[Photo-based referring expression data]
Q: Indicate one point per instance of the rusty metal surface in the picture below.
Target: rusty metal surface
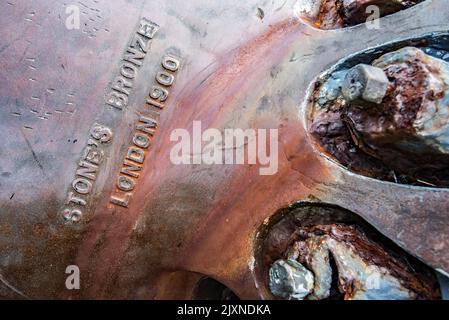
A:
(237, 70)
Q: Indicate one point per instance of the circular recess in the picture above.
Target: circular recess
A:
(345, 256)
(384, 112)
(337, 14)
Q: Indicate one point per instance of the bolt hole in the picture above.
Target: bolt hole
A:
(210, 289)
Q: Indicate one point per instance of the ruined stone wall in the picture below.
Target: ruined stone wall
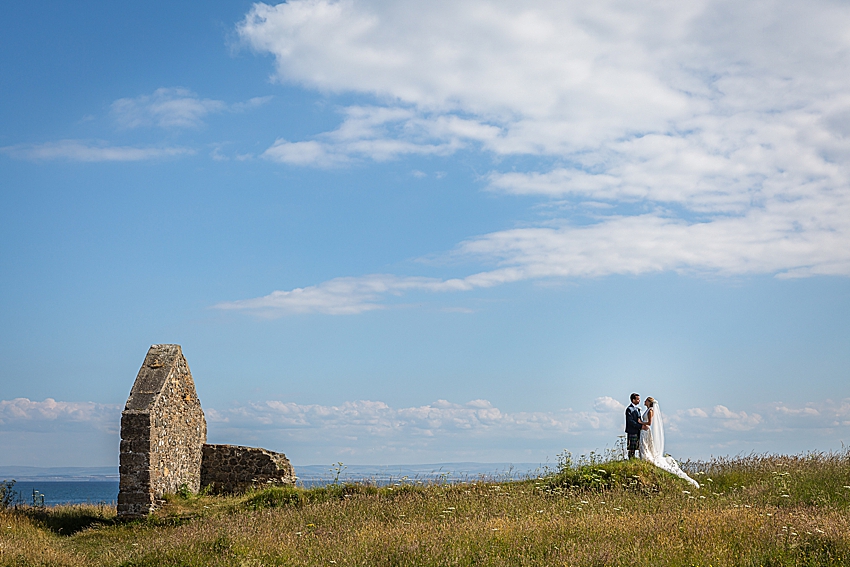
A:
(231, 468)
(162, 432)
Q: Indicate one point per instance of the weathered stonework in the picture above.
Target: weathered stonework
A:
(163, 435)
(162, 432)
(231, 468)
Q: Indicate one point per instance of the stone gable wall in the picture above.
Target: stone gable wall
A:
(163, 436)
(162, 431)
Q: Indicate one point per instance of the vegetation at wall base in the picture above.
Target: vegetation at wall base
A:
(759, 510)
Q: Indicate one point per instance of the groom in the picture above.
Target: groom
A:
(633, 425)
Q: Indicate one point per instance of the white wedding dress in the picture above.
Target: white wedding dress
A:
(652, 446)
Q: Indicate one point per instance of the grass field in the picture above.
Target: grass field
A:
(758, 511)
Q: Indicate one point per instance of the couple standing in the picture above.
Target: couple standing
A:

[About this task] The answer should hold every entry exactly as given and no pictures at all.

[Exercise output]
Q: Indicate one point per instance of the rusty metal surface in the picture below.
Target: rusty metal surface
A:
(237, 70)
Q: Indicate one point per instance of the circular recess in the picture above.
Target: circular recess
A:
(345, 256)
(384, 112)
(337, 14)
Q: Indicate one point per instance of the bolt hole in the picture above.
Target: bolt hole
A:
(210, 289)
Q: Indicate one point per instance of the ruined stone wall in the picture below.
Target: ruined stone wall
A:
(231, 468)
(162, 432)
Q: Indicate one point per instance of the weathered stonework in the picture above.
Target: weathered stonework
A:
(163, 435)
(162, 432)
(231, 468)
Q: Indicate one point per instance of the stone gable wall in the picture above.
Target: stone gable wall
A:
(163, 436)
(162, 431)
Q: Indicate one point per instance of the vegetation at wall base in the picture above.
Target: vegetation at wall base
A:
(759, 510)
Q: Indicate one point per instance of the groom in the picture above.
Target: groom
A:
(633, 425)
Q: Indicate one point per instance of the white wedding dress in the picture above.
Target: white wedding dress
A:
(652, 446)
Q: Indicate one point per instance of the grass field in the picture above.
Target: grass field
A:
(758, 511)
Q: Indicate one point per instance of the couple standing in the picture above.
Target: couple standing
A:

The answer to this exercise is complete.